** TO BE DONE **
Report every line in the rows below that contains the string "orange", copying each such line in full.

[Rows from a data source]
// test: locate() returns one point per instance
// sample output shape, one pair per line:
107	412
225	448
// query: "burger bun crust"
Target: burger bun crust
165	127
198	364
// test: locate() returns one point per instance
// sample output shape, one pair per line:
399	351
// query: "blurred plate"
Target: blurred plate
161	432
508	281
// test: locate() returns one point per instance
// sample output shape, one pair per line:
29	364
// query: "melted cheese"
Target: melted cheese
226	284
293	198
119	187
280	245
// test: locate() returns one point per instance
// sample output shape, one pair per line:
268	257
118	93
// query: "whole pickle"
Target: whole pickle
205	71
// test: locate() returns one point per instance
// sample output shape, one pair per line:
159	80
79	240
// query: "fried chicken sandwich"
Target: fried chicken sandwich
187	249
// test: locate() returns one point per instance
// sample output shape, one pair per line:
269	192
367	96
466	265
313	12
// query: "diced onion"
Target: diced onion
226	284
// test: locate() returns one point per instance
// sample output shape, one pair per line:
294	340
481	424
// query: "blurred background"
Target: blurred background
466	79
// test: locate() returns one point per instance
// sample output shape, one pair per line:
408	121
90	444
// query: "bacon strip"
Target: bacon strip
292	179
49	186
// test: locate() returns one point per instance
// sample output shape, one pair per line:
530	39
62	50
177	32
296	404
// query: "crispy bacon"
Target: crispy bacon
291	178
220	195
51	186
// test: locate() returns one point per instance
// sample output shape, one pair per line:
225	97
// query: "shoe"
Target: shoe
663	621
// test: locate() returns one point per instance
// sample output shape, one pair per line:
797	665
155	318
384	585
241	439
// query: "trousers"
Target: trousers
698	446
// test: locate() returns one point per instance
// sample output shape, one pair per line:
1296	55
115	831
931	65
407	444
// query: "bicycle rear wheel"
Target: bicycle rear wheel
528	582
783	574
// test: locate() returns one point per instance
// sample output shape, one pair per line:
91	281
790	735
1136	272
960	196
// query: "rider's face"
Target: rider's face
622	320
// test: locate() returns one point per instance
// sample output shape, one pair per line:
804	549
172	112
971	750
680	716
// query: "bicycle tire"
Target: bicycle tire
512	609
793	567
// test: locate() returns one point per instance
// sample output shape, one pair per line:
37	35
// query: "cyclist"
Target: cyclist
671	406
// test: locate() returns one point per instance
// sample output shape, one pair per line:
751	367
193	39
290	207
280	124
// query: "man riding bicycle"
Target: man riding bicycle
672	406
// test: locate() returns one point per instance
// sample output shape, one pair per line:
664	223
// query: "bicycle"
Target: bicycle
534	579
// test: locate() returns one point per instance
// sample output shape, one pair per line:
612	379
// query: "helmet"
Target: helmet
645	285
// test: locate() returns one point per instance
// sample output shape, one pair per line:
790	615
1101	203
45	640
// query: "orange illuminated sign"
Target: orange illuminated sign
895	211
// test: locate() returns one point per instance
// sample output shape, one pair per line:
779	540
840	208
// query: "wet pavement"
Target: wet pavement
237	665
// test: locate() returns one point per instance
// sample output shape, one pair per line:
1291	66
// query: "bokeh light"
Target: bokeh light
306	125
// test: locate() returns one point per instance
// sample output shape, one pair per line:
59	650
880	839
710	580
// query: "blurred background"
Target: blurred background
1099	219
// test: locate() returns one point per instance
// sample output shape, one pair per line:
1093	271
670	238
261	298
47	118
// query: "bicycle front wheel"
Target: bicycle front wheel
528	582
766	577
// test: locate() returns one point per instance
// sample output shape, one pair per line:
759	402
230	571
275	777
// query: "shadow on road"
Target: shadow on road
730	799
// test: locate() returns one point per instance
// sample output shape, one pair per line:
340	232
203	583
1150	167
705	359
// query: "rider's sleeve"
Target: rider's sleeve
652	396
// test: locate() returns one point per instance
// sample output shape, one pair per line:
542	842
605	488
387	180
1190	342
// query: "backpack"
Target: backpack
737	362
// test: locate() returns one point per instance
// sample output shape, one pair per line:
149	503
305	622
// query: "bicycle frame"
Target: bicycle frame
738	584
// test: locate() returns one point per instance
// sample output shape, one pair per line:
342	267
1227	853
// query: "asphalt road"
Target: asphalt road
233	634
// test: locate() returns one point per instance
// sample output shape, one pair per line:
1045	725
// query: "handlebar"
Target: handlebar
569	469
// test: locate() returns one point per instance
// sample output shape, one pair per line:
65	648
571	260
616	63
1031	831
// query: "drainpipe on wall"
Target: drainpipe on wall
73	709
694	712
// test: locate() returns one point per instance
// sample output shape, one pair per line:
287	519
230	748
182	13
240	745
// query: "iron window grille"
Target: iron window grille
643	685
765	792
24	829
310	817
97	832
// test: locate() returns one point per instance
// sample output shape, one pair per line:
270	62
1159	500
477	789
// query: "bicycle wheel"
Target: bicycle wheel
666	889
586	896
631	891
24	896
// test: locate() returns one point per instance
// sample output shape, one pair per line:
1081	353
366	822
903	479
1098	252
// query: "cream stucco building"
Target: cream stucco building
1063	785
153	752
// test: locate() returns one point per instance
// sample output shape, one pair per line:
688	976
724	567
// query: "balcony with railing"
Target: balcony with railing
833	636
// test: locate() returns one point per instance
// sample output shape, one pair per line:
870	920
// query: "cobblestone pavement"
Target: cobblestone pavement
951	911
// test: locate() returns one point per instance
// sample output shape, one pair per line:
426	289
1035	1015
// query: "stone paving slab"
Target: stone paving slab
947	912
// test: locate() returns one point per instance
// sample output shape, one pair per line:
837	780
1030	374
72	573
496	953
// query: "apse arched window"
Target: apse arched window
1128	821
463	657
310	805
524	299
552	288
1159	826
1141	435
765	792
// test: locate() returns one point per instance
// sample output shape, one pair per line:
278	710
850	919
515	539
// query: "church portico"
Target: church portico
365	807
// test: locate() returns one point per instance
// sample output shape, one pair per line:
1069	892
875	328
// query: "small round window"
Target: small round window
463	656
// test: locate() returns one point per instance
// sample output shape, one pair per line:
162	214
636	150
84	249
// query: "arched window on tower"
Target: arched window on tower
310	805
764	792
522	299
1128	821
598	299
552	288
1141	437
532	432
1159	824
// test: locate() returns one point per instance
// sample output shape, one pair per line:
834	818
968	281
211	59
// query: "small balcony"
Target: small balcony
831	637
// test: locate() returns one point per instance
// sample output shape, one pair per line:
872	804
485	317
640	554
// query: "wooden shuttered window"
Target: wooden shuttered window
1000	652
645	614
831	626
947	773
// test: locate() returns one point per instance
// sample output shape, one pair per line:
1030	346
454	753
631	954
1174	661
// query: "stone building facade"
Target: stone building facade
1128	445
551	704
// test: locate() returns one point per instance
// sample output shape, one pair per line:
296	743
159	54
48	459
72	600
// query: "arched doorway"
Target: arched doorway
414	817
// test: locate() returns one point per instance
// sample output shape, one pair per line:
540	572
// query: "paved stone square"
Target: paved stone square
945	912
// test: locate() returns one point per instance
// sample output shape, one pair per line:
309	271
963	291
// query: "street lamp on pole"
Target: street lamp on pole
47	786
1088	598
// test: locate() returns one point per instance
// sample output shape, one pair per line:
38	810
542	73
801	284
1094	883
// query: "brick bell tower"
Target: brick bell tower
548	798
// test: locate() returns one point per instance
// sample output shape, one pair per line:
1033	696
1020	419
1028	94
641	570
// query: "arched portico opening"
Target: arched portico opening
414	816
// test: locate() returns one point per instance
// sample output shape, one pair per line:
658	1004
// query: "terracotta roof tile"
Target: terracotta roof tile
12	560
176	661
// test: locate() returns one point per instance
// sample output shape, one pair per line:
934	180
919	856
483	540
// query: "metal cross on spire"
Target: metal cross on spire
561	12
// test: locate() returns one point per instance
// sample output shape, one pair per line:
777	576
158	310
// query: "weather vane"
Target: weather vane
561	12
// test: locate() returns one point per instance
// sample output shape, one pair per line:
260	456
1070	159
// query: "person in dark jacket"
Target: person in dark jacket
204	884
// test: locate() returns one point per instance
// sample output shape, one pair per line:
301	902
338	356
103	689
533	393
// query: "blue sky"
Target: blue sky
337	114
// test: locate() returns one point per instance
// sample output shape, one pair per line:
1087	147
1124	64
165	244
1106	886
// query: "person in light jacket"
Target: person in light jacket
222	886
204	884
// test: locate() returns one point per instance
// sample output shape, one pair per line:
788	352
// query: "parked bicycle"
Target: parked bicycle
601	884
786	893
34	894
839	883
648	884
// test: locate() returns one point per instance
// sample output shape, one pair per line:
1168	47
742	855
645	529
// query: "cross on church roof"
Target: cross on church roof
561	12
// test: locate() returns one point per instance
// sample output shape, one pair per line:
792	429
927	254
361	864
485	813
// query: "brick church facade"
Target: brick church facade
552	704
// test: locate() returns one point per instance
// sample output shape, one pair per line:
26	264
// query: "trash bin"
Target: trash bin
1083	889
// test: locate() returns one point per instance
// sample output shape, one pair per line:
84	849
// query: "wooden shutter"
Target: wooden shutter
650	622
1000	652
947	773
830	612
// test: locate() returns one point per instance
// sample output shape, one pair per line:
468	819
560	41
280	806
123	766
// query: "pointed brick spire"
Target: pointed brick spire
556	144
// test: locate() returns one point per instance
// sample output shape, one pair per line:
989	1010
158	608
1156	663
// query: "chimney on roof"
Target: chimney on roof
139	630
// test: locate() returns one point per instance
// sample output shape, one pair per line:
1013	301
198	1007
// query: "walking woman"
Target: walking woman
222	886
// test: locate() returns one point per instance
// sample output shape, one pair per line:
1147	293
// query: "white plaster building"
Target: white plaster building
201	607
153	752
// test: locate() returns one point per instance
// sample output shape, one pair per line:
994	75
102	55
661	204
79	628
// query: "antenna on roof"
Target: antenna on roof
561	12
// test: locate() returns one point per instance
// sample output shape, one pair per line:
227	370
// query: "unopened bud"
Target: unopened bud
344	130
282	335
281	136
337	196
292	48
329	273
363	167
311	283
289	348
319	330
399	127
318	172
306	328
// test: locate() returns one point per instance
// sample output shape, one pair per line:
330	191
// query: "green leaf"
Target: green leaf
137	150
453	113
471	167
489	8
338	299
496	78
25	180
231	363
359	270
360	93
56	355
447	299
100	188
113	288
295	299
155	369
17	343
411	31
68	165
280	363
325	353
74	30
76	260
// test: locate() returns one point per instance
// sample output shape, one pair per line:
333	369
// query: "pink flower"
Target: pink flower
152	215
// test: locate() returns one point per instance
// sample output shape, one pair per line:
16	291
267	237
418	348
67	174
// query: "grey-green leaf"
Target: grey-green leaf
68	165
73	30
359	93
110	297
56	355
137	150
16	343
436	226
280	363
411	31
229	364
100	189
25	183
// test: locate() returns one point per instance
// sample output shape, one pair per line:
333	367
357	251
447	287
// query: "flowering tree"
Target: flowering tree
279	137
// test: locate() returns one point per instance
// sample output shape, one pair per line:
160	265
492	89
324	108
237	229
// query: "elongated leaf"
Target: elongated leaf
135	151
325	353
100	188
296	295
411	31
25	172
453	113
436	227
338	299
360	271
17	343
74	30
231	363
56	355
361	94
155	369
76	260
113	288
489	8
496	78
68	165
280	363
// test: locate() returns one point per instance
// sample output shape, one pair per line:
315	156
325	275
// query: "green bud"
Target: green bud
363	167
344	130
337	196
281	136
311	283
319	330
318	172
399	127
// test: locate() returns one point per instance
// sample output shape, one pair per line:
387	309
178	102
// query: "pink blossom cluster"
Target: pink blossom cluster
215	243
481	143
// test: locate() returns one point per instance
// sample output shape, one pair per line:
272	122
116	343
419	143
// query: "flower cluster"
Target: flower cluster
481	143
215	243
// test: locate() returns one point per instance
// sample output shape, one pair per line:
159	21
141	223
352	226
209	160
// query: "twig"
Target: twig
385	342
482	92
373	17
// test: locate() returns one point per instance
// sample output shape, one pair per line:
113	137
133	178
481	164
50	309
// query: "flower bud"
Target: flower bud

** TASK RESULT **
// query: "orange illuminated sign"
Target: orange illuminated sign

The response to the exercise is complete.